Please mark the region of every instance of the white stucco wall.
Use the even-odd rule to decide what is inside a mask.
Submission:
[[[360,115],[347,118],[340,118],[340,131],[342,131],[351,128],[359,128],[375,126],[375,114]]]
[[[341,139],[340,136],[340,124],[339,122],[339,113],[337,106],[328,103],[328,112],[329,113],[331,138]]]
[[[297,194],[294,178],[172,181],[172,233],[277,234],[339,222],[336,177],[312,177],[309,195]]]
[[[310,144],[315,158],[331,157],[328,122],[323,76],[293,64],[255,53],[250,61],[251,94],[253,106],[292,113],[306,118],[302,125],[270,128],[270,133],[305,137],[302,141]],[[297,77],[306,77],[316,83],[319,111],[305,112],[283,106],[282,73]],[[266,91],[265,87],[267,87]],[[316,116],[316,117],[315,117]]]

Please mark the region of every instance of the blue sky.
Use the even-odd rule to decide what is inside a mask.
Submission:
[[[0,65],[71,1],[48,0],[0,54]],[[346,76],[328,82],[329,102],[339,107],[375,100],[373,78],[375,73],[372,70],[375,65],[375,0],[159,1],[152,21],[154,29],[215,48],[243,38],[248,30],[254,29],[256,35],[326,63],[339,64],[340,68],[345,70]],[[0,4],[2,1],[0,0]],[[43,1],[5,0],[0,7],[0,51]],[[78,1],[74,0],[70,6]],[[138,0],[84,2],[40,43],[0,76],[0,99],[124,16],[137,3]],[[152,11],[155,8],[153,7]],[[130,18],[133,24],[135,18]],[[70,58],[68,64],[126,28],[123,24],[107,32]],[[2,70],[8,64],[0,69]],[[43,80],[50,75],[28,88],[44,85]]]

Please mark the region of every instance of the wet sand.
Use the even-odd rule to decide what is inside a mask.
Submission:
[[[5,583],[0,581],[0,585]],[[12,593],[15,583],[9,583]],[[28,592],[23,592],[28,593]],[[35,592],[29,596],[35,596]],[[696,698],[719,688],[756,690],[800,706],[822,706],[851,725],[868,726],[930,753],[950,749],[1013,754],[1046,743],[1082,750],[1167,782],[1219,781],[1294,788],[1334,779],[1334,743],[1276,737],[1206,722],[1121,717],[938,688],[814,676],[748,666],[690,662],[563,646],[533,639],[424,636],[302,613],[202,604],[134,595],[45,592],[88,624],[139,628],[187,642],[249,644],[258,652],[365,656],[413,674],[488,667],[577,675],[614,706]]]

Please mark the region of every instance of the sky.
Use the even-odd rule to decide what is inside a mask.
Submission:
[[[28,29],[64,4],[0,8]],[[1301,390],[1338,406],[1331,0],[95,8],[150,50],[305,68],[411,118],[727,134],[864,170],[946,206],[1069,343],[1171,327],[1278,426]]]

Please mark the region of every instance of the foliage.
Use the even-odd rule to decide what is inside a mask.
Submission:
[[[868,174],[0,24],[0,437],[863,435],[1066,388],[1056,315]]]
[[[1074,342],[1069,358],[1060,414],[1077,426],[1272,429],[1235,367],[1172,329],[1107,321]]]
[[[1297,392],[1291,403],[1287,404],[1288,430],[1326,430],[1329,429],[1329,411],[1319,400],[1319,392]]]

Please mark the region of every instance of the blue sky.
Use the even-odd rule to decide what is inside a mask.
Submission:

***

### Your task
Extract every line from the one containing "Please mark the region of every instance of the foliage." through the last line of the data, inclusive, exactly as written.

### Task response
Please mark the region of every instance of the foliage.
Use the even-odd rule to decide what is inside a mask.
Submission:
[[[868,174],[0,24],[0,437],[863,435],[1066,388],[1056,315]]]
[[[1074,342],[1069,358],[1060,414],[1077,426],[1272,429],[1235,367],[1172,329],[1107,321]]]
[[[1297,392],[1291,403],[1287,404],[1288,430],[1326,430],[1329,429],[1329,411],[1319,400],[1319,392]]]

Please mark the region of every instance of the blue sky.
Use the even-odd rule to decide what is inside a mask.
Submission:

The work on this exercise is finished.